### [Written task]
Can you reproduce every line of the data from the one containing "Reviewer note: confirm that every instance of the dark" through the end, including the requests, but scale each answer's x and y coordinates by 2.25? Round the results to whole numbers, with halves rounding up.

-- Exercise input start --

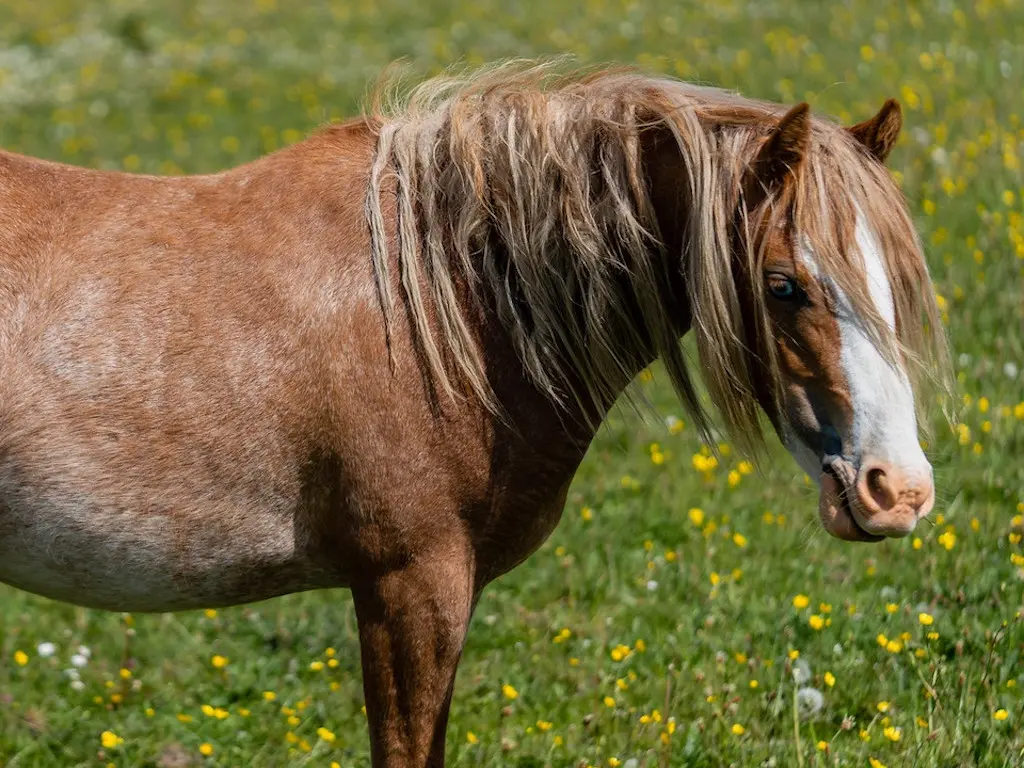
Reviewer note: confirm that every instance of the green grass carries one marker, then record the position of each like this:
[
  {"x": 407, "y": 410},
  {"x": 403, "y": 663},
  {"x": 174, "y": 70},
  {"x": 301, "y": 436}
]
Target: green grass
[{"x": 120, "y": 84}]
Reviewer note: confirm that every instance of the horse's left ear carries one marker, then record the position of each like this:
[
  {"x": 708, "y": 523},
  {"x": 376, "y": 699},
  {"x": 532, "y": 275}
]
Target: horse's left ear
[{"x": 880, "y": 133}]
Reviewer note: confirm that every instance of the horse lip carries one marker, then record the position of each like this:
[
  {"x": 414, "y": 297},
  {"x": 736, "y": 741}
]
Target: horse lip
[{"x": 845, "y": 474}]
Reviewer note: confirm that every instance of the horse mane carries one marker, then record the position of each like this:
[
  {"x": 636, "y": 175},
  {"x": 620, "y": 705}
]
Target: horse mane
[{"x": 526, "y": 183}]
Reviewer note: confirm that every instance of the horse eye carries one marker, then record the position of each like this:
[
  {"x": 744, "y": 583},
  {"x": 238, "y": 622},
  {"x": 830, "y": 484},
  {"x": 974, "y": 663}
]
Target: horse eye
[{"x": 782, "y": 288}]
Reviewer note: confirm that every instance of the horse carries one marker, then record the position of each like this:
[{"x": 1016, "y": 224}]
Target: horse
[{"x": 375, "y": 358}]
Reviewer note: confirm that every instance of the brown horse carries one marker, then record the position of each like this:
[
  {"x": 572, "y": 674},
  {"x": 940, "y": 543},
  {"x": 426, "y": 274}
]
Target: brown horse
[{"x": 375, "y": 359}]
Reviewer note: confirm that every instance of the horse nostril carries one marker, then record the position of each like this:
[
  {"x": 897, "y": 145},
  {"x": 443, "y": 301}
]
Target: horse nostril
[{"x": 882, "y": 488}]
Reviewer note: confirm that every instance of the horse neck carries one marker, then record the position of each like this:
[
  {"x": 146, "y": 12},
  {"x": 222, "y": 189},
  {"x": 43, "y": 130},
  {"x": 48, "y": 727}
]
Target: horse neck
[{"x": 578, "y": 418}]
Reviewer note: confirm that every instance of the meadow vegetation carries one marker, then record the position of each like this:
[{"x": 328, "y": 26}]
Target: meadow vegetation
[{"x": 688, "y": 610}]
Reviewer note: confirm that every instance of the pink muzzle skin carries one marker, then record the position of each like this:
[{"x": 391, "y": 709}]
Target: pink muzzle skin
[{"x": 878, "y": 501}]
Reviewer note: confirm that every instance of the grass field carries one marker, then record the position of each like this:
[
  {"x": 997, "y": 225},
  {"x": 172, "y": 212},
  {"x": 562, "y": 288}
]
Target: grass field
[{"x": 682, "y": 613}]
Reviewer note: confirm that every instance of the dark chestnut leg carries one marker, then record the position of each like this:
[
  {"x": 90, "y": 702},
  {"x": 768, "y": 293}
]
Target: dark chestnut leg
[{"x": 413, "y": 624}]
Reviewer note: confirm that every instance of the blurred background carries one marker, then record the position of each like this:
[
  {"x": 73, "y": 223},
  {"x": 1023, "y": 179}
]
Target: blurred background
[{"x": 688, "y": 610}]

-- Exercise input end --

### [Answer to the problem]
Reviewer note: confirm that every instance of the dark chestnut leg carries one marker, then record the position of each like this:
[
  {"x": 90, "y": 702},
  {"x": 768, "y": 293}
]
Target: dark chestnut leg
[{"x": 929, "y": 1404}]
Reviewer note: confirm that every instance of the blurred background carries one marker, then record the position of each like this:
[
  {"x": 73, "y": 223},
  {"x": 1023, "y": 179}
]
Target: blurred background
[{"x": 1548, "y": 1373}]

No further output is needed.